◆ **Exercise requirements**
1. Collect every line in the rows below that contains the string "overcast", treating uppercase and lowercase letters as different.
2. Extend the summary of the Catholic Church's ecumenical councils below, starting right after its final sentence.

— Start Document segment —

This is our award-winning summary of the twenty-one ecumenical councils of the Catholic Church. It has proved useful for students and others who would like a quick reference to the major facts relevant to each council.
- Lateran I
- Lateran II
- Lateran III
- Lateran IV
- Lyons I
- Lyons II
- Lateran V
First Ecumenical Council — Nicaea I
Site: Nicaea (in N.W. Asia Minor)
Year: A.D. 325
Pope: St. Sylvester I, 314-335
Emperor: Constantine I, Western Roman Emperor 306-337; Sole Emperor 324-337
Action: Called by the emperor and ratified by the Pope, this council condemned the heresy of Arius (priest of Alexandria, d. 336) by defining the CONSUBSTANTIALITY of God the Son with God the Father. The Son is of the “same substance,” homo-ousion, as the Father (St. Athanasius); not merely a “like substance,” homoi-ousion (as with the semi-Arians); nor is He (as Arius taught) some sort of super-creature.
Note: St. Athanasius, Doctor of the Church (d. 373), Bishop of Alexandria, was present as deacon and peritus at Nicaea; exiled five times and excommunicated by the Arians. St. Ephrem, Doctor of the Church (d. 373), deacon, was also present at Nicaea as peritus .
Second Ecumenical Council — Constantinople I
Site: Constantinople (near Bosporus, a strait in today’s Turkey).
Year: A.D. 381
Pope: St. Damasus I, 367-384
Emperor: Theodosius I, the Great, 379-395
Action: It appears that Pope St. Damasus I was not contacted in regard to this council attended by about 186 bishops. Called by the emperor, it was not attended by the pope or his legates or any bishops from the West. Nevertheless, it is listed as a General Council of the 4th century by papal decrees of the 6th century, by which time its doctrinal definitions were accepted throughout the Church (Murphy, pg. 41). This council condemned the heresy of Macedonius by clearly defining the divinity of the Holy Ghost: He is not created like the angels no matter how high an order is attributed to such a “creature.” The council also reaffirmed the faith of Nicaea.
Note: St. Gregory Nazianzen, Doctor of the Church (d. 389), was the bishop presiding. St. Cyril of Jerusalem, Doctor of the Church (d. 386), was also in attendance.
Third Ecumenical Council — Ephesus
Site: Ephesus (S. of Smyrna in SW Asia Minor).
Year: A.D. 431
Pope: St. Celestine I, 423-432
Emperor: Theodosius II, 408-450
Action: Called by the Eastern Emperor, Theodosius II, influenced by his pious sister, St. Pulcheria (Emperor in the West was Valentinian III, 425-455), and ratified by Pope Celestine I, this council condemned the heresy of Nestorius by clearly defining the Divine maternity of the Blessed Virgin Mary. There are two natures in Christ (Divine and Human), but only one Person (Divine). Mary is the Mother of this one Divine Person, the eternal Second Person of the Blessed Trinity. Nestorius was deposed as bishop of Constantinople. This council also briefly affirmed the condemnation of the Pelagians (see local Council of Carthage, A.D. 416).

— End Document segment —
— Start The records —

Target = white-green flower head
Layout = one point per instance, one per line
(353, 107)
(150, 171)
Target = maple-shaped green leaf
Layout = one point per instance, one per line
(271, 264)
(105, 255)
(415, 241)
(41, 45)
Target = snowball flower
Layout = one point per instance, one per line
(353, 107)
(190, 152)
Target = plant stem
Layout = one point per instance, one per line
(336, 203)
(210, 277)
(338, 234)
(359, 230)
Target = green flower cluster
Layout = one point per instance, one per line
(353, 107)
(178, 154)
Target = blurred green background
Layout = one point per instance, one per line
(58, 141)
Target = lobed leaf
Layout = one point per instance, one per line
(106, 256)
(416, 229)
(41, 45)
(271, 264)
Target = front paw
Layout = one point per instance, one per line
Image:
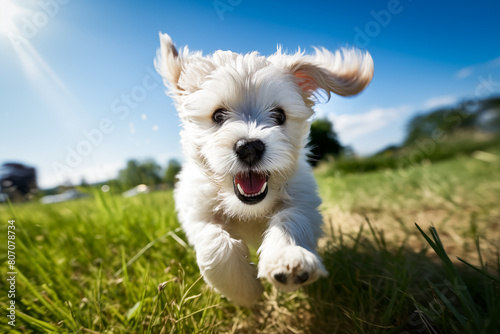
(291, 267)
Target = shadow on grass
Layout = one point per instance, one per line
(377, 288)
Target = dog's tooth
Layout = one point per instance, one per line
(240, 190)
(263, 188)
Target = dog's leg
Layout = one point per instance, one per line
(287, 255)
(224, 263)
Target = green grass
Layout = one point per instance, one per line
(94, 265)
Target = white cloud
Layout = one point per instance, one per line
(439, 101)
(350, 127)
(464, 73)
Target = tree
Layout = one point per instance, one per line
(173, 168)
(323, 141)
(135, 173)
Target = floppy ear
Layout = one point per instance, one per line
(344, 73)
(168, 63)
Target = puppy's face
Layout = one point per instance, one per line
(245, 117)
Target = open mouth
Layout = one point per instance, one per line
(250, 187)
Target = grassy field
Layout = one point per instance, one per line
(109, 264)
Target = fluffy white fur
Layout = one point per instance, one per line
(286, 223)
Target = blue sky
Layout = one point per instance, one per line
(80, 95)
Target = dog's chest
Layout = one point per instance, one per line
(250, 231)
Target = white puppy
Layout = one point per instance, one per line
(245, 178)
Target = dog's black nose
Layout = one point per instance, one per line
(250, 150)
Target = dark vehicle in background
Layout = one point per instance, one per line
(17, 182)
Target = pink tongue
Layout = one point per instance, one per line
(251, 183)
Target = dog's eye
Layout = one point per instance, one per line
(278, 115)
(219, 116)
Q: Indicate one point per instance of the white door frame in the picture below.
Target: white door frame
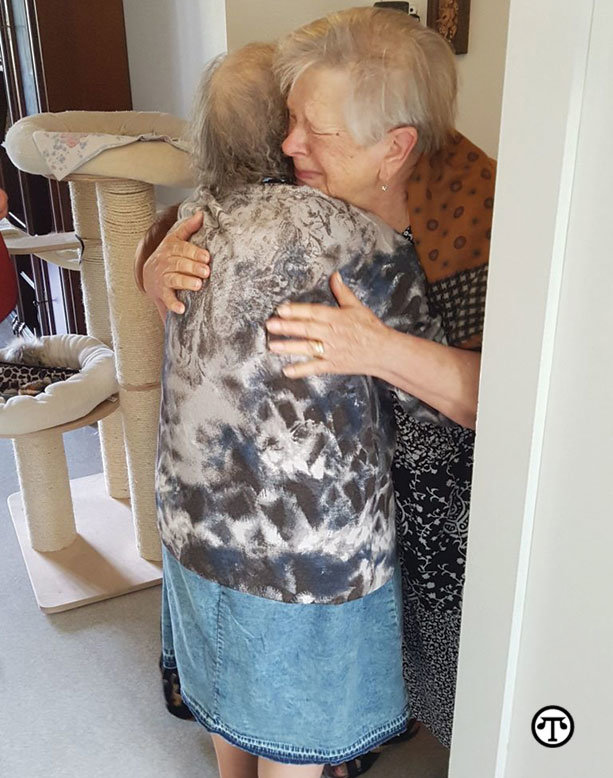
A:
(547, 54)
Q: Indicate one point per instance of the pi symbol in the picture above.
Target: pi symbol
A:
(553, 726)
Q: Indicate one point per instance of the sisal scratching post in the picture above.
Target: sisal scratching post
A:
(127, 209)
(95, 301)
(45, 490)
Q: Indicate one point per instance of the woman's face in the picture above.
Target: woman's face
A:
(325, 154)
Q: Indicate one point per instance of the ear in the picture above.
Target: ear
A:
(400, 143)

— End The records —
— Start The records —

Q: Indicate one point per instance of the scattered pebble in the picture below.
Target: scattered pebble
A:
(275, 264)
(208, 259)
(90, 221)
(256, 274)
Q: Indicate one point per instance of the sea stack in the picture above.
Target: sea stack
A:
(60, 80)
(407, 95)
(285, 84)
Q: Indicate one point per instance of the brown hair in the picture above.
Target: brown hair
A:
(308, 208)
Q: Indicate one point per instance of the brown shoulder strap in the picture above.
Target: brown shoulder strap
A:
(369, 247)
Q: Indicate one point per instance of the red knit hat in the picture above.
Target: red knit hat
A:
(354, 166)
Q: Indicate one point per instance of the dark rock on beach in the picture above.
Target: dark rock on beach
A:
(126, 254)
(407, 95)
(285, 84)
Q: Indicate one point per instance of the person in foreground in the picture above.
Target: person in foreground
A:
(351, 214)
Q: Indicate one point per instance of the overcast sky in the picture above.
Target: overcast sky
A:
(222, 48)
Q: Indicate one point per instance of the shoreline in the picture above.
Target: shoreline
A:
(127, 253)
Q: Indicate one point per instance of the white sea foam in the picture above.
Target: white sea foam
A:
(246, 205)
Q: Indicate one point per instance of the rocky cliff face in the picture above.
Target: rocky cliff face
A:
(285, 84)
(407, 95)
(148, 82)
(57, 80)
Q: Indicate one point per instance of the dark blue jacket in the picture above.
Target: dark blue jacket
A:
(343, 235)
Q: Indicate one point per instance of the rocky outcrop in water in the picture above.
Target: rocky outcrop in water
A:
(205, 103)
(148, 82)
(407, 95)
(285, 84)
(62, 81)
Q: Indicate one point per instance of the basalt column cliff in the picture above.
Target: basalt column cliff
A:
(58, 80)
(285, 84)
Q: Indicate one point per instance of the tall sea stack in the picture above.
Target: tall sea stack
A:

— End The records —

◆ **Answers by task**
1.
Q: Indicate one point per instance of the overcast sky in the picture above.
Target: overcast sky

2.
Note: St. Cyril of Alexandria, Doctor of the Church (d. 444), was the bishop presiding.
Heresiarch : Nestorius.
Fourth Ecumenical Council — Chalcedon
Site: Chalcedon, (north of Constatinople)
Year: A.D. 451
Pope: Saint Leo I, the Great, 440-461
Emperor: Marcian, 450-457
Action: Called by Emperor Marcian, spouse of the chaste and noble St. Pulcheria, and ratified by Pope St. Leo the Great, the council condemned the heresy of the Abbot Eutyches, MONOPHYSITISM, which claimed that there existed only “one nature” (the divine) in Christ from the Incarnation onward. Though the council had approved the assertion that Constantinople should be ranked first after Rome ecclesiastically, Pope St. Leo did not. The primacy of the See of Rome was due to it’s possession of the Chair of Peter, not to any political power. In his “Dogmatic Epistle,” read by his legates at the end of the second session of the council (Oct. 10, 451), Pope St. Leo I also declared invalid all that had been done at the “Robber Synod of Ephesus” (a false Ephesus II): ” ….we see no Council, but a den of thieves (Latrocinium).” In the greatest testimony of the Eastern Council to the primacy of the Pope, the bishops cried out: “Behold the faith of the fathers, the faith of the Apostles; thus through Leo has Peter spoken!” Eutyches was excommunicated.
Note: Pope St. Leo I, Doctor of the Church (d. 461), was called the “Soul” of Chalcedon.
Heresiarch/Heretics: Eutyches — Monophysites.
Fifth Ecumenical Council — Constantinople II
Year: A.D. 553
Pope: Vigilius, 537-555
Emperor: Justinian I, 527-565
Action: Effectively called by Justinian I and eventually ratified by Pope Vigilius, Constantinople II condemned a collection of statements known as the “Three Chapters”: 1) the person and the writings of Theodore of Mopsuestia, Master of Nestorius, originator of that heresy; 2) the writings of Theodoret of Cyrrhus; 3) the writings of Ibas of Edessa. The last two friends of Nestorius had been restored to their sees by Chalcedon when they no longer opposed the teachings of St. Cyril of Alexandria (d. 444) and of Ephesus. Chalcedon was not discredited here (as the Monophysites had hoped) since it had been concerned with men. Constantinople II was concerned with their writings, although a hundred years after they had died.
Note: Two important local councils condemning heresies: Carthage (416) solemnly approved by Pope Innocent II, (401-417), and then in 418 by Pope Zosimus (417-418), condemned Pelagianism (Pelagius, a British Monk), which heresy denied original sin calling it only “bad example.” Orange (429) France, solemnly approved by Pope Boniface II (530-532), condemned Semi-Pelagianism (an over-reaction to St. Augustine on grace), which claimed man needed grace only after his first supernatural act. St. Augustine made it clear that God’s grace is first.
Note: Council referred much to St. Cyril, Bishop of Alexandria, Doctor of the Church (d. 444).
Heresiarch: Theodore of Mopsuestia (“3 Chapters”).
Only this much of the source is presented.